» Work item
Retype word for word the line containing "black watch strap." and each line that follows it in the records below, through the last one, with no pictures.

» Recorded data
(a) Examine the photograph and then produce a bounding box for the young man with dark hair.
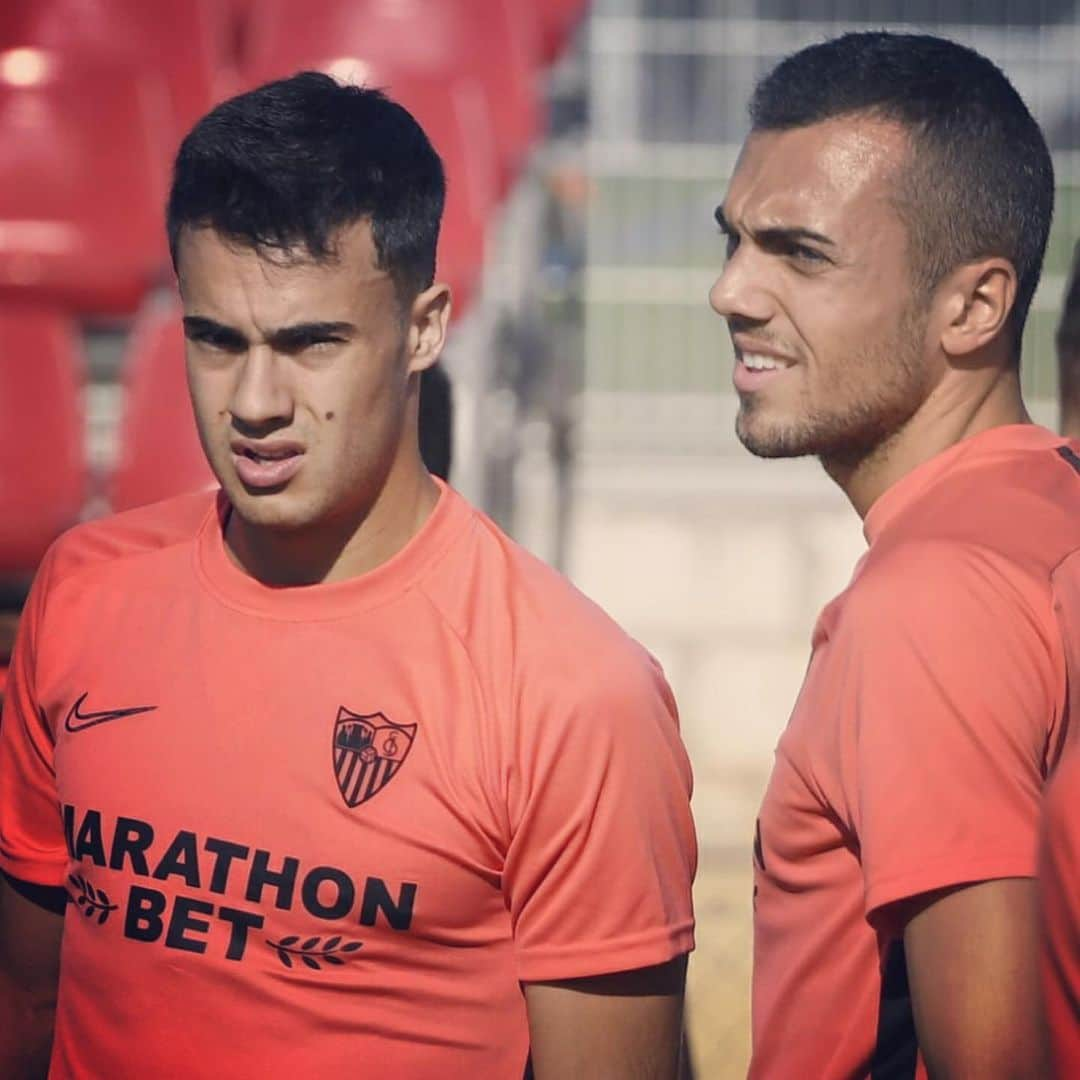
[710,32,1070,1078]
[0,73,695,1078]
[1058,240,1080,438]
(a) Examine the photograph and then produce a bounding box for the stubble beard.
[735,304,929,471]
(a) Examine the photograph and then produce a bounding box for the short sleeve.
[839,542,1059,922]
[502,644,696,983]
[0,547,68,886]
[1039,754,1080,1074]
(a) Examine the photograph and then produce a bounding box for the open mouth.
[732,352,796,394]
[239,446,297,463]
[231,443,305,489]
[740,353,791,372]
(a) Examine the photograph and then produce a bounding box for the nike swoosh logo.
[64,692,158,733]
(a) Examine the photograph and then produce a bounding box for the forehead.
[724,115,909,237]
[175,220,392,324]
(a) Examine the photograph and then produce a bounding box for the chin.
[736,411,818,459]
[226,485,316,532]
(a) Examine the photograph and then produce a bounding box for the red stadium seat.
[0,0,235,149]
[389,72,497,317]
[536,0,589,64]
[109,298,216,512]
[0,305,85,576]
[243,28,497,316]
[0,49,171,315]
[241,0,541,194]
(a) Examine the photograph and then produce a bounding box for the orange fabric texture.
[0,482,696,1079]
[1040,749,1080,1076]
[751,425,1080,1079]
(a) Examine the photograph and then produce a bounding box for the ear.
[405,282,451,375]
[937,258,1017,360]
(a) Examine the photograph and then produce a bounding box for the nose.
[708,249,774,326]
[229,346,293,434]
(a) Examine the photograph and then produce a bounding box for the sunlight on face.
[710,116,933,464]
[177,222,412,535]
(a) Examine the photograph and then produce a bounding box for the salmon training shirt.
[1040,746,1080,1076]
[0,481,697,1079]
[750,425,1080,1079]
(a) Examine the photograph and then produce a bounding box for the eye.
[187,330,245,353]
[776,239,831,267]
[718,224,739,260]
[299,336,347,355]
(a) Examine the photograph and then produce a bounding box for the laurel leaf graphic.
[76,896,87,906]
[323,936,342,951]
[82,906,94,918]
[97,908,108,926]
[98,889,111,906]
[86,881,99,903]
[68,874,80,889]
[300,955,320,970]
[279,935,300,947]
[301,937,320,950]
[322,954,345,966]
[341,942,363,952]
[276,948,293,968]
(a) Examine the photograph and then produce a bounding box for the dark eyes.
[718,229,828,267]
[718,225,739,260]
[186,330,245,353]
[185,333,346,353]
[785,243,828,264]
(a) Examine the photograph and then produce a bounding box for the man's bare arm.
[903,878,1047,1079]
[524,955,688,1080]
[0,870,65,1080]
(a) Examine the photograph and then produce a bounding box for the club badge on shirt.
[332,707,417,808]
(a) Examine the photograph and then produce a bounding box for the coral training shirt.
[1040,747,1080,1076]
[0,481,696,1079]
[751,425,1080,1079]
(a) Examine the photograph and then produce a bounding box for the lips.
[230,441,305,490]
[733,351,796,394]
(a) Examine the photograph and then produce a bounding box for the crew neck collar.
[195,478,470,620]
[862,423,1065,545]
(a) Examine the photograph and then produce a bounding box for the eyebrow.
[182,316,356,350]
[714,206,836,249]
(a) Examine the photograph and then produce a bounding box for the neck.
[824,362,1030,519]
[225,455,440,587]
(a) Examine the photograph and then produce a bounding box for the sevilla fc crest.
[333,707,417,808]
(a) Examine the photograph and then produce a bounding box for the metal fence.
[582,1,1080,425]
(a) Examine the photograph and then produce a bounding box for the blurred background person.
[419,363,454,483]
[1,2,1080,1075]
[1058,240,1080,438]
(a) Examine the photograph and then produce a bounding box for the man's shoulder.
[880,436,1080,575]
[424,497,664,694]
[43,490,217,595]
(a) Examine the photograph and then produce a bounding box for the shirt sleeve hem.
[865,850,1036,918]
[0,850,68,889]
[515,922,695,983]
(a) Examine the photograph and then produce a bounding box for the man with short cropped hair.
[0,72,696,1079]
[710,32,1070,1078]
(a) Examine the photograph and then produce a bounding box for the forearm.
[526,957,688,1080]
[906,880,1048,1079]
[0,980,56,1080]
[0,873,64,1080]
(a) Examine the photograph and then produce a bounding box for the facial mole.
[325,411,335,421]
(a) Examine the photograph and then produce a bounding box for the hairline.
[171,217,423,314]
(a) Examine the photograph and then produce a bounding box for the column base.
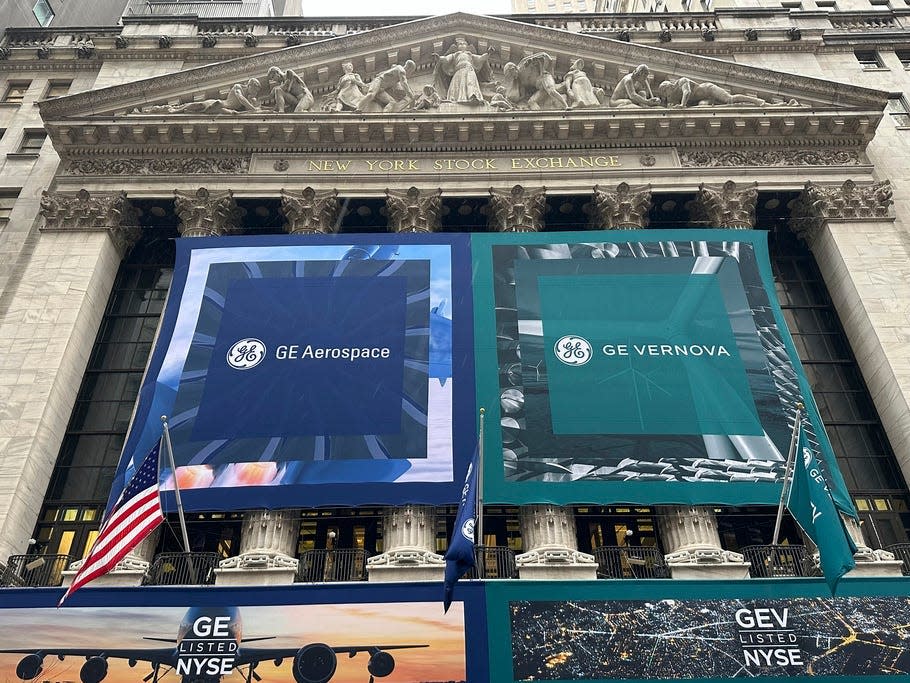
[665,548,751,580]
[61,556,150,588]
[215,552,298,586]
[828,549,905,578]
[366,548,445,582]
[516,546,598,580]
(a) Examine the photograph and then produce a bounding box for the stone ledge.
[214,566,297,586]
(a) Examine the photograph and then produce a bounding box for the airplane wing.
[233,643,427,666]
[0,647,175,665]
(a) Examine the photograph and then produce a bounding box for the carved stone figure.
[609,64,661,108]
[502,53,568,110]
[489,85,515,111]
[266,67,314,113]
[386,187,442,233]
[327,61,367,112]
[489,185,547,232]
[432,37,494,105]
[563,59,600,109]
[355,59,417,113]
[657,77,769,108]
[141,78,263,114]
[411,85,441,110]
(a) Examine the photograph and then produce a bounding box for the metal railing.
[593,546,670,579]
[297,549,369,582]
[742,545,814,578]
[886,543,910,576]
[142,552,219,586]
[0,554,72,587]
[466,546,518,579]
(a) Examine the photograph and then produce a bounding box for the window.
[2,81,30,104]
[32,0,54,26]
[887,95,910,127]
[815,0,838,9]
[897,50,910,68]
[17,130,46,154]
[0,190,19,221]
[855,51,885,70]
[44,80,71,98]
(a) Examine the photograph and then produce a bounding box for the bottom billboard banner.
[486,579,910,682]
[0,583,486,683]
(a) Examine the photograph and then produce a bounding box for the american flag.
[58,441,164,606]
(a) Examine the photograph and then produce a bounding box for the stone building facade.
[1,5,910,587]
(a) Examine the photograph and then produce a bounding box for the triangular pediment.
[39,12,888,155]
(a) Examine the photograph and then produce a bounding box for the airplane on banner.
[1,606,427,683]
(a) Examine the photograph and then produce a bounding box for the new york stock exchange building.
[2,4,910,683]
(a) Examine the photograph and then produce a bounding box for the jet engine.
[80,656,108,683]
[292,643,337,683]
[367,651,395,678]
[15,654,43,680]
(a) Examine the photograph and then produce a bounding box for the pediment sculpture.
[132,38,802,116]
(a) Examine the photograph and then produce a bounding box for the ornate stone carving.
[201,34,218,48]
[786,27,802,41]
[285,33,302,47]
[281,187,340,234]
[266,67,314,113]
[503,52,568,110]
[743,28,758,41]
[609,64,661,108]
[693,180,758,229]
[702,27,716,41]
[789,180,893,245]
[158,35,172,49]
[489,185,547,232]
[660,506,746,566]
[75,39,95,59]
[142,78,264,114]
[66,157,250,176]
[386,187,442,233]
[432,37,495,105]
[323,61,368,112]
[40,189,141,253]
[174,187,244,237]
[591,182,652,230]
[36,46,50,59]
[367,506,444,568]
[0,46,11,60]
[563,59,600,109]
[616,29,631,42]
[516,505,596,568]
[244,33,259,47]
[114,35,129,49]
[356,59,417,113]
[658,28,672,42]
[217,509,300,572]
[658,77,796,108]
[680,149,861,167]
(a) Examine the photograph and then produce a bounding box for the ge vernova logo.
[554,335,594,366]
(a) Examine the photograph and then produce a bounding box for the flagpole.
[772,403,803,546]
[160,415,192,555]
[476,408,485,551]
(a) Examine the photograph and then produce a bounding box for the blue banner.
[110,234,475,512]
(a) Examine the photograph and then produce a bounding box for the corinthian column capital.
[281,187,340,234]
[174,187,244,237]
[789,179,893,248]
[591,182,652,229]
[489,185,547,232]
[694,180,758,229]
[40,188,141,254]
[385,186,442,233]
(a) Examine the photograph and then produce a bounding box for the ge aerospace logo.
[554,335,593,366]
[226,338,266,370]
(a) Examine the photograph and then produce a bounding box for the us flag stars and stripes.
[58,441,165,606]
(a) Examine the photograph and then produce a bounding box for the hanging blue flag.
[443,446,479,612]
[788,425,857,593]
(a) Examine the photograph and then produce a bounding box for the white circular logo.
[226,338,267,370]
[554,335,593,366]
[461,518,475,543]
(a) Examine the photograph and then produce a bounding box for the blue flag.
[788,426,857,593]
[443,447,478,612]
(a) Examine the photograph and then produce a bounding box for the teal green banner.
[473,230,851,508]
[486,578,910,682]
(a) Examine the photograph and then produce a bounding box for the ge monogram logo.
[226,338,266,370]
[554,335,593,366]
[461,518,475,542]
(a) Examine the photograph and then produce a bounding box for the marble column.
[367,505,445,582]
[173,187,244,238]
[590,182,652,229]
[386,187,442,233]
[367,188,446,581]
[654,181,758,579]
[489,185,547,232]
[789,180,906,578]
[24,190,146,586]
[281,187,340,234]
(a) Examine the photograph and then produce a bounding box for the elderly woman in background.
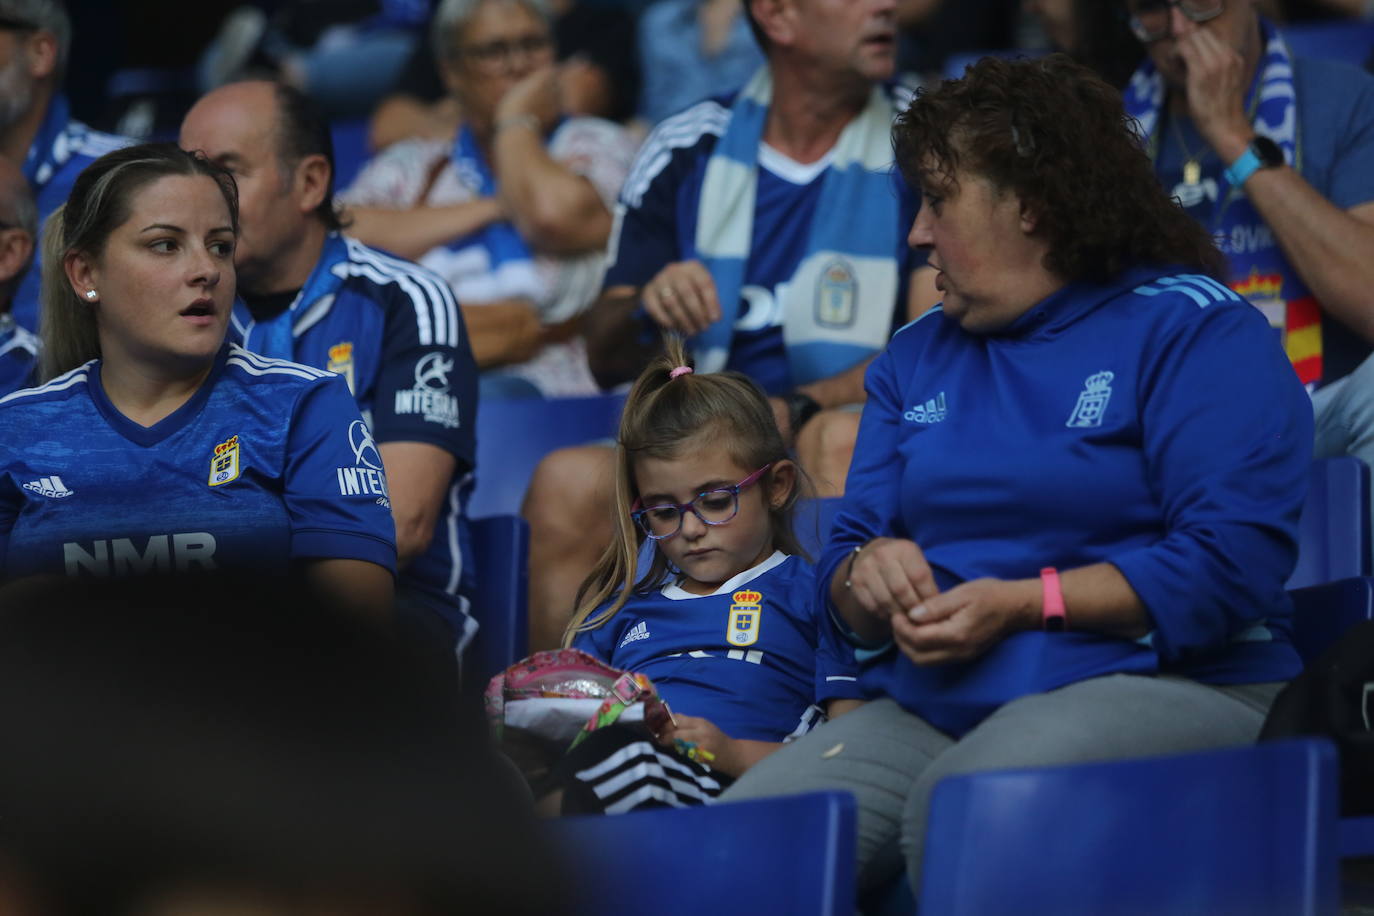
[722,54,1313,894]
[342,0,639,399]
[0,144,396,618]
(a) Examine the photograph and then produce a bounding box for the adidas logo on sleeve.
[22,475,74,498]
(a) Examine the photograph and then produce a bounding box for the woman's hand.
[642,260,721,335]
[831,536,940,644]
[891,576,1037,666]
[494,65,562,135]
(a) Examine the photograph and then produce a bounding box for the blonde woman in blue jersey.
[0,144,396,619]
[541,336,861,815]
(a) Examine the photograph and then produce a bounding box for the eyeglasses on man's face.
[0,15,37,32]
[1127,0,1225,43]
[459,33,553,71]
[632,464,773,540]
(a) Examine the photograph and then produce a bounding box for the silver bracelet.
[494,114,541,134]
[842,543,867,590]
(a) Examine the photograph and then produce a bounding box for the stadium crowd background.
[0,0,1373,912]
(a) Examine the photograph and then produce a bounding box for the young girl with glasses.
[542,337,862,815]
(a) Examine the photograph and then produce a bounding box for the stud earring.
[85,290,97,300]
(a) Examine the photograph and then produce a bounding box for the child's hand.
[657,714,736,772]
[655,715,783,777]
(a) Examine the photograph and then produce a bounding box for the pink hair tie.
[669,366,694,379]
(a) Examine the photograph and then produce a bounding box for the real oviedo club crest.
[727,589,763,647]
[208,435,241,487]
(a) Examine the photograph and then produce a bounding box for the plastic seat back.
[468,393,626,519]
[1288,456,1371,590]
[919,739,1340,916]
[548,791,857,916]
[466,514,529,687]
[794,496,842,561]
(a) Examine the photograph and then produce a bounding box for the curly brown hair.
[893,53,1226,284]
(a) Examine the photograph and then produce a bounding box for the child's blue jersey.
[0,344,396,581]
[573,552,862,742]
[0,315,39,398]
[228,234,478,639]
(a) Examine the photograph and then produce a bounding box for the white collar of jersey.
[661,550,789,601]
[757,142,834,186]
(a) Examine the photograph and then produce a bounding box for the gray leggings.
[720,674,1283,896]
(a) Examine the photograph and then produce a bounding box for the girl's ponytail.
[562,337,696,642]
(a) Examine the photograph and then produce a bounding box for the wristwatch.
[1223,135,1284,187]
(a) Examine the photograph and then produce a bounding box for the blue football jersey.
[0,345,396,581]
[13,96,129,333]
[0,315,39,398]
[228,234,479,642]
[605,95,919,395]
[573,552,861,742]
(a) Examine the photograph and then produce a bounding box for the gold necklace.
[1170,112,1208,187]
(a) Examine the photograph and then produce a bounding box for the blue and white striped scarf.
[692,69,902,384]
[445,124,542,303]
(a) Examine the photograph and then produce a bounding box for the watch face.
[1253,135,1284,168]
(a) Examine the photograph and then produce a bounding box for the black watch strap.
[782,390,822,433]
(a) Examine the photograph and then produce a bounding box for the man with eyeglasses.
[1122,0,1374,497]
[0,154,37,396]
[0,0,127,335]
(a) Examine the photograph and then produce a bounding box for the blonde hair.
[39,143,239,381]
[562,336,807,646]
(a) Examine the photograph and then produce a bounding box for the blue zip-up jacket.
[822,266,1313,736]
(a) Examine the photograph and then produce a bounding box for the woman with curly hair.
[721,54,1314,896]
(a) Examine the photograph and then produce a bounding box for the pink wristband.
[1040,567,1066,632]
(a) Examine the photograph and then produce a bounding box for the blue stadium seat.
[918,739,1341,916]
[547,791,857,916]
[942,48,1042,80]
[466,514,529,687]
[468,393,626,519]
[103,67,198,142]
[329,118,371,193]
[793,496,841,560]
[1288,576,1374,666]
[1283,21,1374,68]
[1288,456,1371,590]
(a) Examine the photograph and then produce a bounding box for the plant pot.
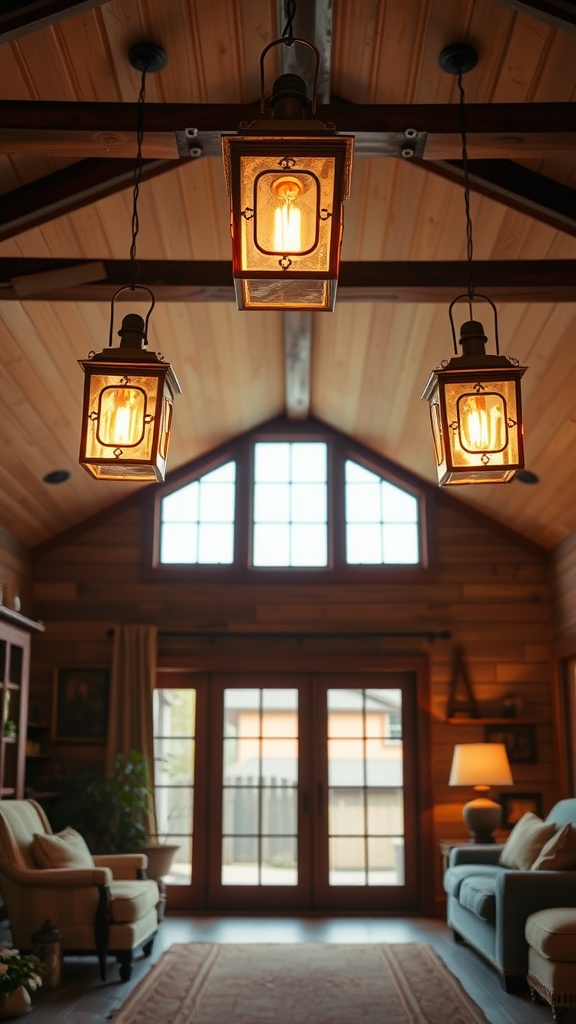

» Completed exercise
(a) Examine the photograph and then produce a bounding box for the black watch strap.
[782,390,822,433]
(a) Examine the photograph and then produce a bounding box for the man with eyeglasses.
[1122,0,1374,497]
[0,154,37,396]
[0,0,127,335]
(a) Examine the photograph and then produce a bounding box for the blonde hair.
[39,143,239,381]
[562,336,807,646]
(a) Examine the photograph and then produce a bounding box for the blue zip-up jacket.
[822,266,1313,736]
(a) Examine the photograph and then produce a bounding box for the woman with curly hair.
[721,54,1314,896]
(a) Examine the photograph and then produce a bounding box for the pink wristband.
[1040,567,1066,632]
(a) Examine the photograph and then produce a bounding box for the blue stadium seat.
[918,739,1341,916]
[547,791,857,916]
[942,48,1042,80]
[466,514,529,687]
[468,393,626,519]
[103,67,198,142]
[329,118,371,193]
[793,496,841,560]
[1288,576,1374,666]
[1283,21,1374,68]
[1288,456,1371,590]
(a) Examine the photograph and then produce a bounding box for the plant pot.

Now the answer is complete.